--- Passage ---

Lovemusic33 · 20/03/2017 17:51

Was going to name change as slightly embarrassed.
Since leaving my sexless marriage 2 years ago my sex drive has been sky high, sex with ex husband was vanilla and my self confidence was 0 thanks to him. I am now happy with my body, more confident and willing to try different things. I have been with more men since splitting with dh than before I met him. I crave sex and could happily do it every day. Only problem is I have been seeing someone for a few months but he lives quite far away, sometimes I go 2-3 weeks without seeing him, by the time I see him I am desperate for sex and could happily spend a day in bed Smile. Because of this I don't think I can handle a long distance relationship.

Is it possible to be addicted to sex? Why to I cope going years without it with exh but now I can't go a few days?

OP posts:
Huskylover1 · 20/03/2017 20:10

2-3 weeks is a loooong time! Sounds like you didn't fancy ExH much, and are now finding your wings, so to speak. I could have happily not had sex with ExH, for months on end. My now DH, phoar, he's a hunk, I'd happily do it daily. Fwiw, I don't think you are going to make this LDR work, it's hard enough if you have to go LD with a Partner of many years, say for work or something, but this is a new relationship. do you also really think that he is going without nooky for that amount of time

Lovemusic33 · 20/03/2017 20:34

Husky, he doesn't seem to have a very high sex drive Sad, I don't know if he's being faithful ( I would like to think he is ) but I know I'm struggling Grin. I don't feel like I'm in a relationship, more like I'm just waiting around in hope that he will see me more often. I am still dating and chatting to other men ( sounds bad ). Then I feel kind of guilty because he says he loves me etc.. etc..

--- Material supplied ---

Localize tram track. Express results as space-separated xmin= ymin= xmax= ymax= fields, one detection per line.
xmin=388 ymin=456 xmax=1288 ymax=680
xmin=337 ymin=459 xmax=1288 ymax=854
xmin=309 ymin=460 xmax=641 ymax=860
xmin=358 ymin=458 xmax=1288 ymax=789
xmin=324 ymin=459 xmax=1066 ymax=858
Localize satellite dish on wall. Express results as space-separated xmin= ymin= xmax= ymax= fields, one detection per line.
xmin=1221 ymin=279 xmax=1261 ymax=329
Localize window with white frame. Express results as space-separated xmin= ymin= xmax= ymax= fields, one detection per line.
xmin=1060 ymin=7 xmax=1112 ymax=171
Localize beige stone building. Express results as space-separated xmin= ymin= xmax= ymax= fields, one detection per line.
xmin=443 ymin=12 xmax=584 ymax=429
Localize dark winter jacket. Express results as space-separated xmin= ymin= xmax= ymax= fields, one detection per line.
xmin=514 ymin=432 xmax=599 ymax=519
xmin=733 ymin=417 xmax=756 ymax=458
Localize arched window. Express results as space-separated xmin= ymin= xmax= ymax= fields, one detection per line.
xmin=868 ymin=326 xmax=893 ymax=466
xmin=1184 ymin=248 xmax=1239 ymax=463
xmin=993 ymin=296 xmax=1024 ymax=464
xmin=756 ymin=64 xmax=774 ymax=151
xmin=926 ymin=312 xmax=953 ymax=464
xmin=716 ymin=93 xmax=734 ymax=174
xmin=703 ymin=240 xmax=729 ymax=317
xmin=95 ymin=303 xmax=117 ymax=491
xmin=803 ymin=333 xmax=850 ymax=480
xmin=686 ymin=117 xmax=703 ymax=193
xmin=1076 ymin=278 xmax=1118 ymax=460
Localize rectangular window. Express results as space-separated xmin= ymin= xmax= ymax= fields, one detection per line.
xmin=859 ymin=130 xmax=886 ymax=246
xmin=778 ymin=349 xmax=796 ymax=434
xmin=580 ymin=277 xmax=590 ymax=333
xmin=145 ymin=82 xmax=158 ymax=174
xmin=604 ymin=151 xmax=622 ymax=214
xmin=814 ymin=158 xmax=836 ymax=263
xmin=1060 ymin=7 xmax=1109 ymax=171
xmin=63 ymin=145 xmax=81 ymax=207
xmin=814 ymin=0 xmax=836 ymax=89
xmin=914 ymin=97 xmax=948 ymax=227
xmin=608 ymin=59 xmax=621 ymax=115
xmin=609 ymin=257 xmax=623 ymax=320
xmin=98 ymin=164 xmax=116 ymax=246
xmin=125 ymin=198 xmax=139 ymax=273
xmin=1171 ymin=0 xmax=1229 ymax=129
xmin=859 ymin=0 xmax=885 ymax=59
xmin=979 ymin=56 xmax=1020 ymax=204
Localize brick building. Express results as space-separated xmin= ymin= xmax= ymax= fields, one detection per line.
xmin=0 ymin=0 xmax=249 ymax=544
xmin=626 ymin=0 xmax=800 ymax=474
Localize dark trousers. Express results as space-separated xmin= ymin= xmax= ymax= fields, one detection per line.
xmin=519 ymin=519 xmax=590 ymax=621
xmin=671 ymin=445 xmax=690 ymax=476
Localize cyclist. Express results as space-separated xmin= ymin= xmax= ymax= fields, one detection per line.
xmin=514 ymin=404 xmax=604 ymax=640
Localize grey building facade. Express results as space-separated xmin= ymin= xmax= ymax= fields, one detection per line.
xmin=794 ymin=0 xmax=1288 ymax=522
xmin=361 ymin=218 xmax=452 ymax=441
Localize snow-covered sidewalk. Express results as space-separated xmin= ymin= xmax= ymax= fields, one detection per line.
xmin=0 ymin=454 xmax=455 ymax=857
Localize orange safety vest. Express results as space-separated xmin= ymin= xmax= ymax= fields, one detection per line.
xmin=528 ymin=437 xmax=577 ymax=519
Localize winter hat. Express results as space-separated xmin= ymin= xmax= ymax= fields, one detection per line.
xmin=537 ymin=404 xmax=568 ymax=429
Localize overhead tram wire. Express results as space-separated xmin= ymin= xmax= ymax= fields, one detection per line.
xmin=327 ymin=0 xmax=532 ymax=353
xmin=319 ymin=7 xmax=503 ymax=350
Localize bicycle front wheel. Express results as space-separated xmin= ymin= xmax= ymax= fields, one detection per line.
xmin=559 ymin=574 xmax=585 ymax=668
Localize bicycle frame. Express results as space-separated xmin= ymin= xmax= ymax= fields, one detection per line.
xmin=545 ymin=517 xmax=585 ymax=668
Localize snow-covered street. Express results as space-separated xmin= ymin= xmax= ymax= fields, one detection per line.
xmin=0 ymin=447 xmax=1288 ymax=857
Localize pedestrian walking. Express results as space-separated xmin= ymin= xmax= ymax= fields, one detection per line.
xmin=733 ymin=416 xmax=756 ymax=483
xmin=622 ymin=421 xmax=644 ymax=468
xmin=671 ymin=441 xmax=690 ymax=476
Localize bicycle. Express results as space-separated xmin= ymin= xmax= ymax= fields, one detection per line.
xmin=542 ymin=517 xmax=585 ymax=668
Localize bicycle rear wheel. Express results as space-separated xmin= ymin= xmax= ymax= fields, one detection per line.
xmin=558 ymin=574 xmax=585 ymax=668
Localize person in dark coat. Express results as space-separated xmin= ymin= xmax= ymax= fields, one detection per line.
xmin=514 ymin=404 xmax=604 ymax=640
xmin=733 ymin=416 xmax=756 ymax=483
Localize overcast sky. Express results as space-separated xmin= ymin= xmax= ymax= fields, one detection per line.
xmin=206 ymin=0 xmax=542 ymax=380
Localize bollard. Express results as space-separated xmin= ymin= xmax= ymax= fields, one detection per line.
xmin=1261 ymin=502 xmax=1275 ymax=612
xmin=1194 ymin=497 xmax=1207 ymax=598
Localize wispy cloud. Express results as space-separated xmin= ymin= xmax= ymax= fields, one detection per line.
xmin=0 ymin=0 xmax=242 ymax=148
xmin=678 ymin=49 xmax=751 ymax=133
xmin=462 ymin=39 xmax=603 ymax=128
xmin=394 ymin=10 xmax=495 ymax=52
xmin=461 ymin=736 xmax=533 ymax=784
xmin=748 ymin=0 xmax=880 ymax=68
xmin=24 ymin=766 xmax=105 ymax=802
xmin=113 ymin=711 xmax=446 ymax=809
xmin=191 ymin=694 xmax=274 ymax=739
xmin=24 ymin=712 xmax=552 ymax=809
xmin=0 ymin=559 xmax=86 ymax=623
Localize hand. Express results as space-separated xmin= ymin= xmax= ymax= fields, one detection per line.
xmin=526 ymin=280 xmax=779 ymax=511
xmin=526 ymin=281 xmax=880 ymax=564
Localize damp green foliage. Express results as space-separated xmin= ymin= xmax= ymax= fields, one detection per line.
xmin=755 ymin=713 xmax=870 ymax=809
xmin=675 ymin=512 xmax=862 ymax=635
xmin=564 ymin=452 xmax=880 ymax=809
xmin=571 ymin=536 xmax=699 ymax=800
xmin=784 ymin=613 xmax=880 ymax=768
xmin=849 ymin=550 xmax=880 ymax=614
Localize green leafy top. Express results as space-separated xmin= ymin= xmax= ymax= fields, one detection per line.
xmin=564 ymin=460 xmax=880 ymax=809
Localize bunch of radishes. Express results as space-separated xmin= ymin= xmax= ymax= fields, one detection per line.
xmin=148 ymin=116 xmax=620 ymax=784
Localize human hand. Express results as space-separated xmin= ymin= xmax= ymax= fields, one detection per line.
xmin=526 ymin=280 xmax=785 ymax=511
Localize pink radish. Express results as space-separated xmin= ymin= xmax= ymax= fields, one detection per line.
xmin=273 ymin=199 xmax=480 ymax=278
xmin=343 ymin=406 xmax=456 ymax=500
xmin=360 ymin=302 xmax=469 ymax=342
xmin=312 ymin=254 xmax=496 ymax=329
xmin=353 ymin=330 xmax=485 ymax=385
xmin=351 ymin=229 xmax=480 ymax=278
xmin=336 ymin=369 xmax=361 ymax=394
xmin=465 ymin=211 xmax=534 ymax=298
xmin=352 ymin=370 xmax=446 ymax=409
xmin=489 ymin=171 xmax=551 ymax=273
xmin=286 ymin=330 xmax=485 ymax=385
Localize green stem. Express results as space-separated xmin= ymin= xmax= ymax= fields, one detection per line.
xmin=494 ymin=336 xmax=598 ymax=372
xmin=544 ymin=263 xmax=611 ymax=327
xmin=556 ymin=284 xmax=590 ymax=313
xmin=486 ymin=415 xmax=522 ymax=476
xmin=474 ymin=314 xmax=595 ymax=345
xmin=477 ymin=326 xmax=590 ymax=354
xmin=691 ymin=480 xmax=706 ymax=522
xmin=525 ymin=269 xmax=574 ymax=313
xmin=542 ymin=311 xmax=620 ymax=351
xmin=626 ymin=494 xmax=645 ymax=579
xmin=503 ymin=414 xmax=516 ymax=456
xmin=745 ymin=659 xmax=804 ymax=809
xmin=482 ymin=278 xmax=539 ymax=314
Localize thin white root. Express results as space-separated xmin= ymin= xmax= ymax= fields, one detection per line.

---

[What you will do]:
**A)** In the forum thread, give again everything from "Was going to" down to "long distance relationship.".
**B)** According to the forum thread, how long does the original poster sometimes go without seeing the person they have been dating for a few months?

[Replies]:
**A)**
Was going to name change as slightly embarrassed.
Since leaving my sexless marriage 2 years ago my sex drive has been sky high, sex with ex husband was vanilla and my self confidence was 0 thanks to him. I am now happy with my body, more confident and willing to try different things. I have been with more men since splitting with dh than before I met him. I crave sex and could happily do it every day. Only problem is I have been seeing someone for a few months but he lives quite far away, sometimes I go 2-3 weeks without seeing him, by the time I see him I am desperate for sex and could happily spend a day in bed Smile. Because of this I don't think I can handle a long distance relationship.

**B)** Sometimes two to three weeks.